--- Exercise inputs ---

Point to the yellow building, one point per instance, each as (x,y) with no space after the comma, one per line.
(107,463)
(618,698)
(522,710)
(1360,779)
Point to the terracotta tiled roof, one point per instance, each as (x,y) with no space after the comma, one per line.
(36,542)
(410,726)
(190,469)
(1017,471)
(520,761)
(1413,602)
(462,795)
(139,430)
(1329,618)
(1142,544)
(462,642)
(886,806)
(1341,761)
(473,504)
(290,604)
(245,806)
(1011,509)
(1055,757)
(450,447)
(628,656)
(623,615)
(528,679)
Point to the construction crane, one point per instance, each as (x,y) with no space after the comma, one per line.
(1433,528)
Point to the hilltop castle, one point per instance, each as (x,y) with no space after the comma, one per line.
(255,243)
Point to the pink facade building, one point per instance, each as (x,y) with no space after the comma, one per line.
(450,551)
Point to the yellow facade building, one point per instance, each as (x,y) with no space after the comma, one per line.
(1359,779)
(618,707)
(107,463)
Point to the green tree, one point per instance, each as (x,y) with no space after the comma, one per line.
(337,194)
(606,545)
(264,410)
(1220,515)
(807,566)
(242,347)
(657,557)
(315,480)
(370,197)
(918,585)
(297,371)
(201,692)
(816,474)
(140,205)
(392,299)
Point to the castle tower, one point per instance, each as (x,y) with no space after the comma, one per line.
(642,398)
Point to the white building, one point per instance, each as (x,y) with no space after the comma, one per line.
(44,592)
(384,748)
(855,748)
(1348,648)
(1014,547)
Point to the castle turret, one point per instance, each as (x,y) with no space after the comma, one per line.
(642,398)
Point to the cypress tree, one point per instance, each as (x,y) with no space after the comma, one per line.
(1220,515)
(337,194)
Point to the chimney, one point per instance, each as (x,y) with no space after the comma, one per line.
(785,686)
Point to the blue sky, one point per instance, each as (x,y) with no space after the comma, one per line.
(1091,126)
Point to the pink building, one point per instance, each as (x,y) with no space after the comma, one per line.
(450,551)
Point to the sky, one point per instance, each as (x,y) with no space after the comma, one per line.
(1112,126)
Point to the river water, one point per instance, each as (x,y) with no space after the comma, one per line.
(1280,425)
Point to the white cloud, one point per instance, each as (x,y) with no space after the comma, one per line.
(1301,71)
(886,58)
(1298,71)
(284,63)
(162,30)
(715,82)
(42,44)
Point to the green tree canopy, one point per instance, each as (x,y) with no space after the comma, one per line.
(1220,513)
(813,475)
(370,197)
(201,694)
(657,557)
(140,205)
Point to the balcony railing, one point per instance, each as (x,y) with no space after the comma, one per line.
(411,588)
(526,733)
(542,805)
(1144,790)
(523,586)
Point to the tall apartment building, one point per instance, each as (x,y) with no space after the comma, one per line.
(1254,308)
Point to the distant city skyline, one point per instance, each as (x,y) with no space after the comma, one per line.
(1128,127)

---

Work to be completed ▸ Reproduce all of the material above word for word, line by line, with no changes.

Result ▸
Point to the yellow building, one point per instance, each as (x,y) with no space after the comma, one per line.
(107,463)
(618,698)
(522,710)
(1360,779)
Point to the terracotta tiled roof, one point per instance, each as (x,y) with no space after the comma, one per line.
(36,542)
(410,726)
(190,469)
(1017,471)
(520,761)
(1413,602)
(462,795)
(139,430)
(1329,618)
(1142,544)
(462,642)
(886,806)
(1341,761)
(473,504)
(290,604)
(245,806)
(1011,509)
(1055,757)
(450,447)
(628,656)
(623,615)
(528,679)
Point to the construction crane, one point per instance, each as (x,y) with no space after the comma, one per line.
(1433,528)
Point to the hilltop castle, one point per instance, each as (x,y) with no space after the comma, one per line.
(255,243)
Point to the pink facade building, one point per instance, each as (x,y) with no space after the comma, one per line.
(450,551)
Point to the yellow facade building, one point per instance, each as (x,y) with no space after the comma, one per line.
(1359,779)
(618,707)
(107,463)
Point to the green tree, one point per instance, each as (x,y) with no space after the comma, one per line.
(337,194)
(606,545)
(264,410)
(1220,515)
(807,566)
(242,347)
(657,557)
(315,480)
(370,197)
(918,585)
(297,371)
(201,692)
(816,474)
(140,205)
(392,299)
Point to the castle tower, one point per instance, each as (x,y) with no space after the comma, one per line.
(642,398)
Point to the white building, one point per instance, each as (x,y) with no space after the comma, one per line.
(44,592)
(384,748)
(855,748)
(1348,648)
(1014,547)
Point to the castle turret, one point per instance, each as (x,y) with no space after the comma, one per line.
(642,398)
Point to the cypress tree, one point per instance, each as (x,y) with no space after the comma, one per line.
(1220,515)
(337,194)
Point to the chimney, one point per instance, each as (x,y) with no space after the comma, one per line.
(785,686)
Point to the blue sky, one point per instance, each as (x,y) with no space after the comma, one per line.
(1091,126)
Point to the pink building, one point per instance, each as (x,y) with no space after the comma, one per line.
(450,551)
Point to the sky, one point per instance, each as (x,y) with no space after the comma, one per line.
(1112,126)
Point to the river water, one point per instance, each as (x,y) with no space after the comma, one per line.
(1280,425)
Point to the white cloud, one point per instance, each as (x,y) with no space after the comma, one per line.
(1301,71)
(886,58)
(1298,71)
(284,63)
(162,30)
(715,82)
(42,44)
Point to the green tree canopy, one point per instance, each as (x,y) with no space after the comma, one per line.
(1220,513)
(813,475)
(370,197)
(201,694)
(657,557)
(140,205)
Point to the balcony railing, one point per instance, each as (x,y) with no space after the comma, one per line.
(411,588)
(526,733)
(542,805)
(1144,790)
(523,586)
Point to the tall apartment building, one point per instance, each as (x,y) with no space after the comma, one per line.
(1254,308)
Point to the distant city skyline, one point per instance, each as (x,y) with no space after the comma, one per line.
(1128,127)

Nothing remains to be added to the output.